EXCERPT:
## Begin

In an increasingly automated and efficient world, it’s easy to forget about the people behind the process. Even if you use RFP software to quickly complete the RFP itself, the RFP cover letter offers a rare opportunity to be human and genuine.
3. Use formatting to catch their eye
Your cover letter only helps you win the business if it actually gets read by the right people. Just like using the perfect proposal format, the right cover letter format invites the reader to engage. So, make sure your cover letter is clean, visually appealing, approachable and not too dense. Remember that you’re trying to make an impression, not dive into every detail of your proposal.
Because your cover letter only uses one page, you have to be smart about how you use the space. There are three main places where you have the best chance to hook the reader: the first sentence, the center of the page and the closing.
Nothing catches your eye like your own name. So, as suggested above, address the letter directly to the evaluator(s). Then, include the buyer’s company name in a unique and impactful opening sentence.
Make the most of the center of your RFP response letter using bullet points. Draw the eye directly to your biggest differentiators without specifically calling out your competitors. Include what you excel at like customer support, on-time delivery, cutting-edge features, value adds, scalability, customer growth and so on.
Use the final line to move the deal forward. Offer the prospect a clear and direct call to action (see tip six for more information and an example). For example, provide details about how they can move forward with you, request the information you need to speed up contracting or share what comes next in the process.
If you can engage a reader in any one of these areas, they are far more likely to take the time to read your entire cover letter. Ideally, it’s intriguing enough that they continue on to check out your executive summary and proposal as well.
4. Tell a tale and express your understanding
Have a success story with a similar client that could boost your credibility? Tell it, but be brief. Share how a partnership has been mutually rewarding, how you’ve delivered a great customer experience or how you’ve been able to proactively solve problems. This reinforces your understanding of their business and goals.
In addition to telling a story, you can use your proposal cover letter to express your understanding of their pain. Every RFP starts with a need, and you received the RFP because the company believes you can meet that need. So, consider building on that foundation.

## End

TASKS TO PERFORM:
A) Copy the RFP cover letter text word for word, between "Because your cover" and "and the closing.", inclusive.
B) Resume the piece on RFP cover letters after its final sentence, carrying it forward in the same style.

DATASET EXTRACT:

## Begin

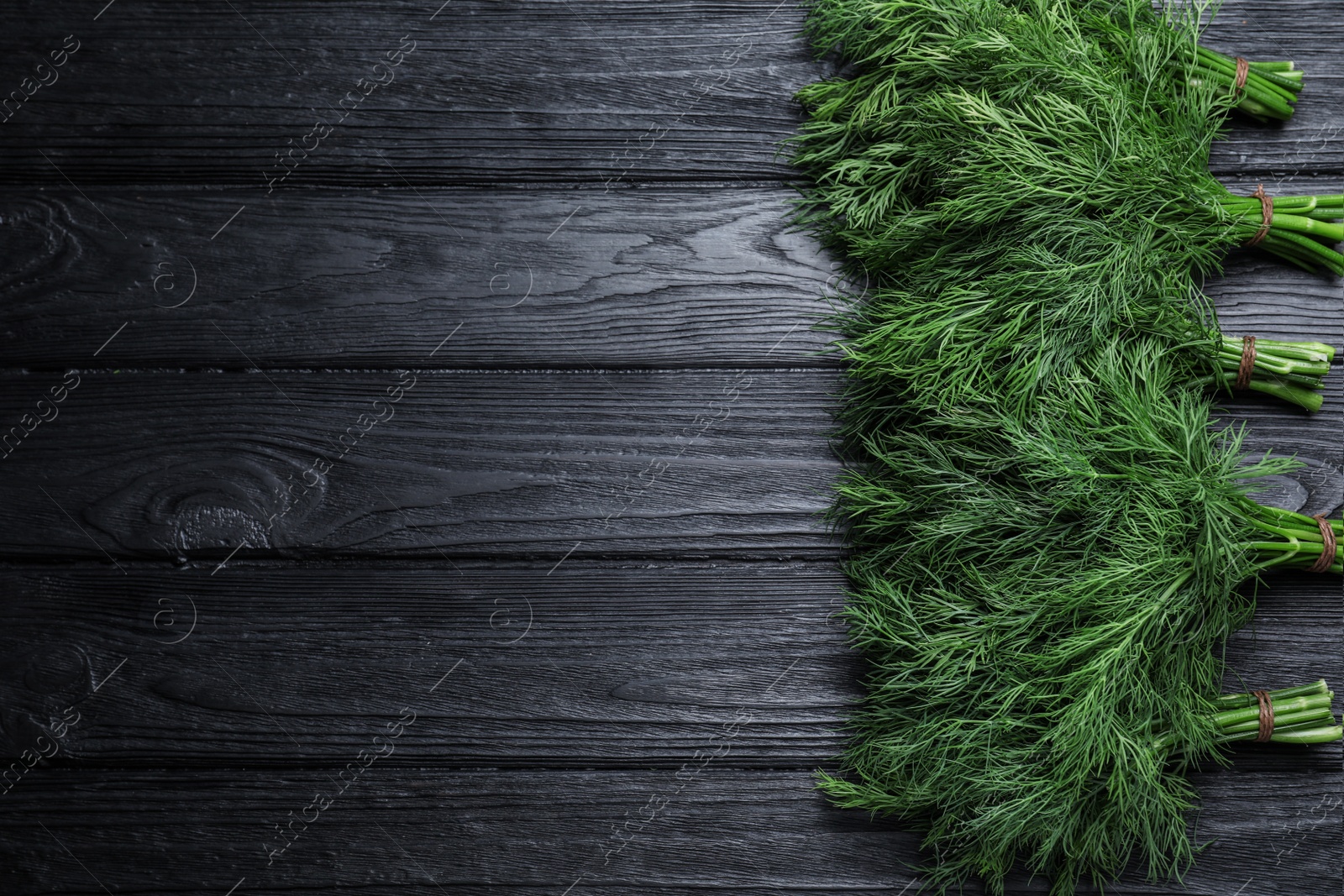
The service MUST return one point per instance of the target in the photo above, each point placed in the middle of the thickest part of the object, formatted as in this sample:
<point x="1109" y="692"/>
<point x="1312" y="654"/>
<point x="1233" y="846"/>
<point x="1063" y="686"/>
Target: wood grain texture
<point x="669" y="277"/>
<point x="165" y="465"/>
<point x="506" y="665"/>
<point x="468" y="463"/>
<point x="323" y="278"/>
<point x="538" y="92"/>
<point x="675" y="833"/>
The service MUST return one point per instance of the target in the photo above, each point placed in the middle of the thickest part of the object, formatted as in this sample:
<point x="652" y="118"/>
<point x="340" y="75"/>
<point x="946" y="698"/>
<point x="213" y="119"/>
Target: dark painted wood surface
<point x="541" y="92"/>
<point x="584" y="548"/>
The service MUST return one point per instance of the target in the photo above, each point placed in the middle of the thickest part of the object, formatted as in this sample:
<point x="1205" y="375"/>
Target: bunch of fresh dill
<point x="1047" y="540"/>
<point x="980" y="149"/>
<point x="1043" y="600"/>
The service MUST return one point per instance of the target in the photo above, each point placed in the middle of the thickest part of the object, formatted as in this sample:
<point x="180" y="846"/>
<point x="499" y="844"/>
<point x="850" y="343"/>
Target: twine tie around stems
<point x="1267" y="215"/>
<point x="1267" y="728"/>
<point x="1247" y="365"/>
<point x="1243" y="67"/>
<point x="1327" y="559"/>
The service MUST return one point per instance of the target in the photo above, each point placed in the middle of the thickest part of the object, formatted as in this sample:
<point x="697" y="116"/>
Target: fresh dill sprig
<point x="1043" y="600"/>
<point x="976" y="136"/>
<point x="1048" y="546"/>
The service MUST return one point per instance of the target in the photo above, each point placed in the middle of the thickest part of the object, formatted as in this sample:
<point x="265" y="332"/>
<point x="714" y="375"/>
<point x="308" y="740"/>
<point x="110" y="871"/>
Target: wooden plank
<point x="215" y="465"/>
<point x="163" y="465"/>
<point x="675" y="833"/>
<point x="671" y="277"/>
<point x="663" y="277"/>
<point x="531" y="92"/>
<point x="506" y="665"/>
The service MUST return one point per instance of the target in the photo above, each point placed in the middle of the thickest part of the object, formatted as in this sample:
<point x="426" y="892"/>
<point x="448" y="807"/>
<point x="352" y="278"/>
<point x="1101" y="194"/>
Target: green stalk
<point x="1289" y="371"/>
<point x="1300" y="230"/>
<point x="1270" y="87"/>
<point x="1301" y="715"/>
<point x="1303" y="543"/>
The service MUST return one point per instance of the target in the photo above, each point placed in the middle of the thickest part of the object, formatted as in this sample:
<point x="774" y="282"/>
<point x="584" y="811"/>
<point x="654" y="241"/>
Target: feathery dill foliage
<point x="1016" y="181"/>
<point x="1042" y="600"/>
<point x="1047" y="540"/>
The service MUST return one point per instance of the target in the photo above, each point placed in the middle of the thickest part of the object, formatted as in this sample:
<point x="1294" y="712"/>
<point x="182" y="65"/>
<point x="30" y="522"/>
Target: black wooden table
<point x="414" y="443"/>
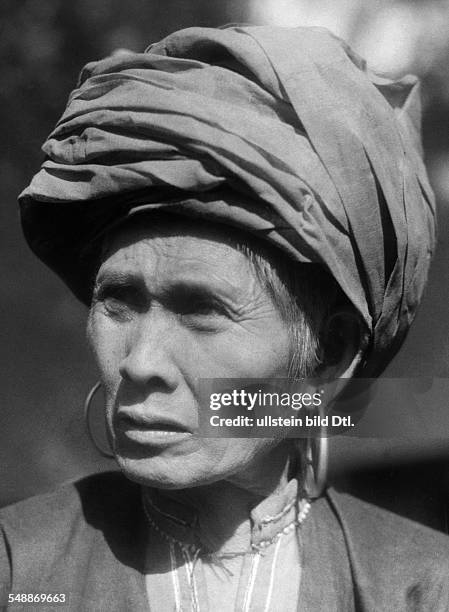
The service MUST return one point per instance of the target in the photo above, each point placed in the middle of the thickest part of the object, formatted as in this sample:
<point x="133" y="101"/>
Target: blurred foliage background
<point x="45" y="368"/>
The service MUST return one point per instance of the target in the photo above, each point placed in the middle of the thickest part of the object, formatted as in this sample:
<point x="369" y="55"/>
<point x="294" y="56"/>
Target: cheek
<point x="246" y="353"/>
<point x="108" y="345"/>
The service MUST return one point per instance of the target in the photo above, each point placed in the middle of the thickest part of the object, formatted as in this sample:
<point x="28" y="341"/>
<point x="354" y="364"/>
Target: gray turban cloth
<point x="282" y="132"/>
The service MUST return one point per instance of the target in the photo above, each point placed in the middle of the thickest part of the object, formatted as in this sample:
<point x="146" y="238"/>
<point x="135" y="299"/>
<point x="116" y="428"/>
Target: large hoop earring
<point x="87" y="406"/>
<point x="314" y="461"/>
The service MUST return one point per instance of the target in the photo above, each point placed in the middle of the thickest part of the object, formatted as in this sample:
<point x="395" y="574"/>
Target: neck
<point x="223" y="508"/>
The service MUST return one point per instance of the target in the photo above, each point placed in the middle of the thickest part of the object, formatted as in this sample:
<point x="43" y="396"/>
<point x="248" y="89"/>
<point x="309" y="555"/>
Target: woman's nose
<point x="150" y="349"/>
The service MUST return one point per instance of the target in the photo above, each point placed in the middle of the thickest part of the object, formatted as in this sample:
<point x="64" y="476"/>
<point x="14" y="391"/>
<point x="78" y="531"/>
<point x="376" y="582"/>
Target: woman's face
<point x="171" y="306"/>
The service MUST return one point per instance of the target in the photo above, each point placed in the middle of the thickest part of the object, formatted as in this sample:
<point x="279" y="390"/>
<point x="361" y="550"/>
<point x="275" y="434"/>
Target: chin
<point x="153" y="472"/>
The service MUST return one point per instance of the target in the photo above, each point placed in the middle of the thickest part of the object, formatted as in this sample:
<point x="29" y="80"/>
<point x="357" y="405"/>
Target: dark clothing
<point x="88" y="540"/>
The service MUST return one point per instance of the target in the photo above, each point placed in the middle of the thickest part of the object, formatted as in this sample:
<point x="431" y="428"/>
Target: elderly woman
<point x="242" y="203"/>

## End

ANSWERS TO THE EXERCISES:
A)
Because your cover letter only uses one page, you have to be smart about how you use the space. There are three main places where you have the best chance to hook the reader: the first sentence, the center of the page and the closing.

B)
The relationship between buyers and sellers is evolving. More and more, businesses are looking for a long-term partner, someone who will actively find opportunities to create wins for both parties. RFP issuers want value but they also want a vendor that is invested in their success.
5. Stay true to your brand
Your company was included in the bid process for a reason, so stay true to the persona, culture, values and tone of your brand. Just because the RFP process is formal, doesn’t mean your RFP cover letter has to be. If your company prides itself on being down-to-earth, use that style in all of your communications.
Recently I was talking to our resident RFP issuing expert and RFP360 Co-Founder, Dave Hulsen, about the importance of RFP cover letters. During his days in procurement, he received hundreds of cover letters so I asked if there were any memorable trends that raised red flags. On several occasions he found himself reading cover letters that left him confused. He recounted his reaction to these saying,
“I would issue RFPs to vendors based on engaging conversations where I felt like the vendor understood what I needed. Then I’d read the robotic, boring proposal cover letters and do a mental double-take. What happened to the welcoming, empathetic salesperson who understood my business?”
Make sure that the tone of your cover letter accurately represents your brand and builds on the relationship you’ve cultivated. Don’t confuse your prospect by approaching them as if they were a stranger or in an unrecognizable style.
6. Close with a call to action, contact information and an actual signature
While the cover letter should be friendly, relatable and genuine; it’s also still a part of the sale. As with any good sales communication, state what you want them to do next and who they can contact to follow up.
Wrap up your RFP cover letter with a call to action like:
- Please reach out with any questions you may have
- We’re eager to show you more — when we can schedule a demo with your team?
- Let me know if I can put you in touch with another customer for a reference
- To accelerate the contracting process, please send your standard terms and conditions
And the final element in a winning RFP cover letter is an actual signature (either handwritten or digital). It may not seem like a big deal, but it’s a nice touch and one last way to show your investment in winning the RFP opportunity.
Get started with this RFP cover letter example and template
Sample RFP cover letter
Even for seasoned proposal professionals, it’s a challenge to start a brand new bid proposal cover letter from scratch, so below you’ll find an example. Hopefully, it will give you a head start on your next great RFP response. This Microsoft Word cover letter template is easily customizable to meet your needs.
RFP cover letter template
Ready to start crafting your own RFP cover letter? Check out this template that provides guidance on how to use the example above to create your own killer RFP cover letter.
Download the RFP cover letter template now.
Additional RFP cover letter examples
If you only look at one other RFP cover letter sample, make it this one. This sample cover letter and accompanying proposal from FedEx is one of our favorites. Indeed, this request for proposal cover letter follows all the best practices. It includes:
- A specific addressee
- An engaging opening line
- Excellent formatting and bullet points
- A statement of experience
- Simple, but recognizable branding
- A real signature
This proposal cover letter example introduces Insight Public Sector’s response to ESCO’s RFP for technology software, equipment, services and solutions. The letter fits on a single page, reaffirms the company’s qualifications and uses colorful bullet points to draw the eye to the company’s primary differentiators.
The RFP response letter focuses on the experience and financial stability of the two vendors partnering to win the business. In addition, the letter confirms the companies’ ability to meet the specific qualifications set forth in the RFP for solar PV development for onsite energy generation.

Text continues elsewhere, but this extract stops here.